## Aim of the task
Lines in which "trim" appears should be pulled from the data below.

## Input records
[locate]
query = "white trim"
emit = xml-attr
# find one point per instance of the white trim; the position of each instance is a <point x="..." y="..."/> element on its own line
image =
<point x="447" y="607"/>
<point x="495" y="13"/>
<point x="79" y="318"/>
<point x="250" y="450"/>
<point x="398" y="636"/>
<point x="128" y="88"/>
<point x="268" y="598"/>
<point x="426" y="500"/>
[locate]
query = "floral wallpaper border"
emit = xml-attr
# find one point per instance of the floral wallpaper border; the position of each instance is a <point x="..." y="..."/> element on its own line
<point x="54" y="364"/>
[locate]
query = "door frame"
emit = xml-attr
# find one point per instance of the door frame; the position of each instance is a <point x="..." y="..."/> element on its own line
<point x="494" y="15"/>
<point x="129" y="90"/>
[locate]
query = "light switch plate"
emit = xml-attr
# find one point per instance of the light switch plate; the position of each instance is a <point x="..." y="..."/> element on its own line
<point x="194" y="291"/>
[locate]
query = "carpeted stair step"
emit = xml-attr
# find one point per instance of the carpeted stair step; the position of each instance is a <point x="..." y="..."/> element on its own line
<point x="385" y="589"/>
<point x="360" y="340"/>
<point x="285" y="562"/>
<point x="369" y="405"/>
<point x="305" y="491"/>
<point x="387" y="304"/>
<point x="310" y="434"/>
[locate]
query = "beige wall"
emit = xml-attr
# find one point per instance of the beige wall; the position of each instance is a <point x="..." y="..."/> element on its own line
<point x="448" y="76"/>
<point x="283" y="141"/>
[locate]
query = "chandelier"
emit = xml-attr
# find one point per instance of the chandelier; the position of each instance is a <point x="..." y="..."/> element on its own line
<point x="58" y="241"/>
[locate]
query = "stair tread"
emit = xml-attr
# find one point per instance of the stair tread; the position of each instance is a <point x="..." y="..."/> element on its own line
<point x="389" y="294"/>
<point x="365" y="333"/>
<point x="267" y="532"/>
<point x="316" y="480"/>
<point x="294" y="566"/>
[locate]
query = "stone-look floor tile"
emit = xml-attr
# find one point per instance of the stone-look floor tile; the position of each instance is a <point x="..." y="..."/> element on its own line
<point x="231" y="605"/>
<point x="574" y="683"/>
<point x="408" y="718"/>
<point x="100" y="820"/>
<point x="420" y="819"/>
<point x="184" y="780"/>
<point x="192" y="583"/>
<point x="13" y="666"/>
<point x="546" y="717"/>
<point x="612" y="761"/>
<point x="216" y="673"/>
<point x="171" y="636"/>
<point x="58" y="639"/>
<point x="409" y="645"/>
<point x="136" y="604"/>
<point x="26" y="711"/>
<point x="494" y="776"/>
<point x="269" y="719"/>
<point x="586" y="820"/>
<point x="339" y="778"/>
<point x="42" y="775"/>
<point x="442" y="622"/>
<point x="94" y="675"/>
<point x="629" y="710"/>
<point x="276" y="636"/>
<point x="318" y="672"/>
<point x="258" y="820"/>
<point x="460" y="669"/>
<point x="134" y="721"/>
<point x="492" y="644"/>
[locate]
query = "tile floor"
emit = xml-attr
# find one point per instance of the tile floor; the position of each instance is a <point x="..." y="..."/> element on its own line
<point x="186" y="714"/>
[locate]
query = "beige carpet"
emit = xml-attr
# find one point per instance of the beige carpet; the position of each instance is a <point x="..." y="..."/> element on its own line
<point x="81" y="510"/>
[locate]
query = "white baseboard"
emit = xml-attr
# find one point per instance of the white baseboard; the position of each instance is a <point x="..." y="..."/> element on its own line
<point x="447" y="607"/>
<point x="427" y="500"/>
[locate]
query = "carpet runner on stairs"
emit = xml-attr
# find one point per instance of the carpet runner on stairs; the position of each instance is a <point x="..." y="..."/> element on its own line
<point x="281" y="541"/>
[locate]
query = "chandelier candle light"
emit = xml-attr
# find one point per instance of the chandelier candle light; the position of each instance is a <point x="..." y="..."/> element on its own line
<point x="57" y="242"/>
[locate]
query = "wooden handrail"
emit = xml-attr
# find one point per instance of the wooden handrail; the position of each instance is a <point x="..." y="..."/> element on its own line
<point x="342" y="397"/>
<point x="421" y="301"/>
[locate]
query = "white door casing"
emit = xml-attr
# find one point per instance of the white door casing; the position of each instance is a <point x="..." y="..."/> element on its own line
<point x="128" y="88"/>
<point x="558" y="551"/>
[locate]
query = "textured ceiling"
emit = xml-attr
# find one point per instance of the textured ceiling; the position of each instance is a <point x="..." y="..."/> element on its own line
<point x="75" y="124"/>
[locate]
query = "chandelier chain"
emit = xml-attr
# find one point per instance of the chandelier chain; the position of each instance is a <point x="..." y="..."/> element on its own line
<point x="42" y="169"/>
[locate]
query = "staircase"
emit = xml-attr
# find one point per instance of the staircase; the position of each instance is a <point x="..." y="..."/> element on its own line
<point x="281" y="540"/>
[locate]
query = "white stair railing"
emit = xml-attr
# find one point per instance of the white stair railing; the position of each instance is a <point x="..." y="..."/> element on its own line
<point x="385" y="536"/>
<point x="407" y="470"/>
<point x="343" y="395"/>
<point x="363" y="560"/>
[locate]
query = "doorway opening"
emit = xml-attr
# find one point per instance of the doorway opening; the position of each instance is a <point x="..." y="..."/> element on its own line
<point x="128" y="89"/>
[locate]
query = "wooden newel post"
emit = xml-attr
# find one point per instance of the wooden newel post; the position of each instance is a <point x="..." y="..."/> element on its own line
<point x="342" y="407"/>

## Written response
query = "white trim"
# find one point per instance of the white trim; the position of each instance is a <point x="..." y="..."/> element on its own line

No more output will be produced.